━━━ Testo proposto

Sostituti della carne: sempre più qualità a basso impatto ambientale. Il caso Beyond Meat

Nel seminario web organizzato dal MITA dell'Università di Parma si è parlato di meat analogues con il ricercatore e tecnologo alimentare Enrico Federici di Beyond Meat. La sfida sul mercato e per il pianeta? Renderli sempre più appetitosi e nutrizionalmente validi

carne coltivata

“Introduzione agli analoghi della carne” il titolo del penultimo appuntamento del Seminario Web organizzato dal MITA, il Master internazionale in Tecnologia degli alimenti delle Università di Parma e di Buenos Aires. A coordinare e a prendere la parola: Furio Brighenti, docente di Alimentazione e nutrizione umana dell’Università di Parma, ed Enrico Federici, innovation scientist presso l’azienda californiana Beyond Meat specializzata nelle alternative vegetali della carne.

━━━━━━

Esercizi:
[1] Riscrivi la parte del testo sui sostituti della carne che si apre con le parole contenenti "carne coltivata" e si chiude con "vegetali della carne.". Scambia "californiana" con "statunitense".
[2] Secondo il testo sui sostituti della carne, a quali università fa capo il MITA?

━━━ I dati

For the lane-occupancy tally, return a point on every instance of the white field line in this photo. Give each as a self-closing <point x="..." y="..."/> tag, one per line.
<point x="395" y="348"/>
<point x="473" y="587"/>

━━━━━━

Soluzioni:
[1]
carne coltivata

“Introduzione agli analoghi della carne” il titolo del penultimo appuntamento del Seminario Web organizzato dal MITA, il Master internazionale in Tecnologia degli alimenti delle Università di Parma e di Buenos Aires. A coordinare e a prendere la parola: Furio Brighenti, docente di Alimentazione e nutrizione umana dell’Università di Parma, ed Enrico Federici, innovation scientist presso l’azienda statunitense Beyond Meat specializzata nelle alternative vegetali della carne.

[2] All'Università di Parma e all'Università di Buenos Aires.